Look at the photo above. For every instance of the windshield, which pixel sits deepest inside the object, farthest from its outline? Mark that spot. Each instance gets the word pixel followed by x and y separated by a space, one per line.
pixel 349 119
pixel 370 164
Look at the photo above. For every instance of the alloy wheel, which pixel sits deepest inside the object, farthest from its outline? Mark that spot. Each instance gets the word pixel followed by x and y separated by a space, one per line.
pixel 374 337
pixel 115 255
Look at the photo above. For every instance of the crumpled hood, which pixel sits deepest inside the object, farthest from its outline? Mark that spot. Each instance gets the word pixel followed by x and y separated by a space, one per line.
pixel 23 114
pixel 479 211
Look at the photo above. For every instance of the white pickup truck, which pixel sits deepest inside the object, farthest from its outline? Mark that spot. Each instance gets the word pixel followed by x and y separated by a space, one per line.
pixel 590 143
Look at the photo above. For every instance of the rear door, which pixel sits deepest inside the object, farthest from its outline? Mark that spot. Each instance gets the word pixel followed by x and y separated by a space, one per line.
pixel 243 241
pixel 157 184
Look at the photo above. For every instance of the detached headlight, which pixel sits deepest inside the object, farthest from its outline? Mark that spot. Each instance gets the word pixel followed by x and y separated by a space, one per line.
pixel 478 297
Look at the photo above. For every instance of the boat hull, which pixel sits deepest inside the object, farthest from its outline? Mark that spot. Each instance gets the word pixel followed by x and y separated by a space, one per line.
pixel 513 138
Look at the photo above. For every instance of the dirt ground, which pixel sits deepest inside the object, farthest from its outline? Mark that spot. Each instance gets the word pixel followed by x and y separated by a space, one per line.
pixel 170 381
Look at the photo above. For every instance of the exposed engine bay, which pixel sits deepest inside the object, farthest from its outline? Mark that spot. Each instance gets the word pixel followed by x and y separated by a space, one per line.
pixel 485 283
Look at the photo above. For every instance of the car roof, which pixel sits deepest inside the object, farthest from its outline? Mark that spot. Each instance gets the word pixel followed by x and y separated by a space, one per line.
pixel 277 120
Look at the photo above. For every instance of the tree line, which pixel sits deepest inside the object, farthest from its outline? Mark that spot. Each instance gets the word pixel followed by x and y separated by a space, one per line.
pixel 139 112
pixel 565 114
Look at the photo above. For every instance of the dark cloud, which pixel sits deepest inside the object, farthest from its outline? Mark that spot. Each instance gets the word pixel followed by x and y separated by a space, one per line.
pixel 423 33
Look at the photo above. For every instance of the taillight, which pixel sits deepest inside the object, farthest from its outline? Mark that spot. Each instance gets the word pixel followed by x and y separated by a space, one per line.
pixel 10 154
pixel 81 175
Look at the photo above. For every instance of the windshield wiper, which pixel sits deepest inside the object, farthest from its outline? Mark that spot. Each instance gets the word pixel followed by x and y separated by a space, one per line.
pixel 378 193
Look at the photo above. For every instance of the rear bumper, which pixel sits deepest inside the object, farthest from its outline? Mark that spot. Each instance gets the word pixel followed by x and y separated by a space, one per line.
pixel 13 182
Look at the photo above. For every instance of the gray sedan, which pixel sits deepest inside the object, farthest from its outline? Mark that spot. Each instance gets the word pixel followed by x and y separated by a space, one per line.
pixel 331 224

* What is being asked: Reproduce the listing in full. Change nothing.

* Task solution:
Look at the photo above. For every instance of the windshield, which pixel sits deepest inside the object, farthest from its outline? Mark that spot. Each instance gets the word pixel followed by x and y separated by a space, one per line.
pixel 349 119
pixel 370 164
Look at the photo above. For every instance of the alloy wheel, which pixel sits deepest inside the object, farthest from its outline? Mark that spot. Each instance gets the word pixel followed by x and y separated by a space, one per line.
pixel 374 337
pixel 115 255
Look at the photo above. For every instance of the crumpled hood, which pixel sits deepest inside the object, farthest from its outline? Mark that spot. Each instance gets the word pixel followed by x and y separated by a space, one per line.
pixel 23 114
pixel 479 211
Look at the photo above. For every instance of the white pickup truck, which pixel sits deepest inside the object, farthest from its outline? Mark that spot. Each instance gets the word pixel followed by x and y separated by a space, one per line.
pixel 590 143
Look at the photo above. For every instance of the rear door, which pixel sits deepest inside the object, farthest from its outline? Mark that spot. Each instance gets the word pixel followed by x and y separated by a space, one per line.
pixel 243 241
pixel 157 184
Look at the photo above. For every instance of the detached headlight, which pixel sits deepest inside the object, farthest from its outline? Mark that spot. Each instance gets the word pixel followed by x and y separated by a space, one per line.
pixel 478 297
Look at the photo above. For every instance of the boat hull, which pixel sits deepest inside the object, farthest from its outline? Mark that spot. Each instance gets the word pixel followed by x and y separated by a space, one per line.
pixel 513 138
Look at the photo above. For every instance of the dirt ground, which pixel sits deepest inside the object, farthest from its outline? Mark that spot. Each instance gets the word pixel followed by x and y separated by a space, one per line.
pixel 170 381
Look at the photo above. For every instance of the exposed engine bay, which pixel sits deepest inside the object, farthest from its outline? Mark that spot. Each instance gets the word pixel followed by x and y separated by a space, one per line.
pixel 485 283
Look at the photo above. For every instance of the car roof, which pixel sits deepest inside the object, farthest from its outline? Mark that spot. Each instance gets the word pixel followed by x and y separated by a space, one per line.
pixel 277 120
Look at the photo above. For every instance of the tree line, which pixel sits deepest inside the object, farthest from its outline? Mark that spot. Each instance gets the word pixel followed by x and y separated by a space, one per line.
pixel 139 112
pixel 565 114
Look at the photo above. For every instance of the dark cloud, which pixel sits deepest inside the object, farthest from its outline? Mark that spot. Each instance gets the word pixel followed by x and y separated by a space, one per line.
pixel 423 33
Look at the photo above. For every instance of the taillight, which pixel sits deepest inside the object, farthest from its outline? Mark that spot. Each instance gets the word pixel followed by x and y separated by a space, one per line.
pixel 10 154
pixel 81 175
Look at the photo above. For every instance of the windshield wiper, which pixel sits deepest inside the object, farthest from its outline? Mark that spot. Each instance gets the word pixel followed by x and y separated by a space, one per line.
pixel 378 193
Look at the photo above. For every instance of the rear bumper, which pixel sits deepest inside the object, farthest from its outline? Mark that spot. Each instance gets the word pixel followed by x and y separated by a space, one per line.
pixel 13 182
Look at the photo above. For every instance of the gray sedan, which pixel sits deepest inside the object, farthest from its outline? Mark that spot. Each instance gets the word pixel followed by x and y separated by a space, one per line.
pixel 331 224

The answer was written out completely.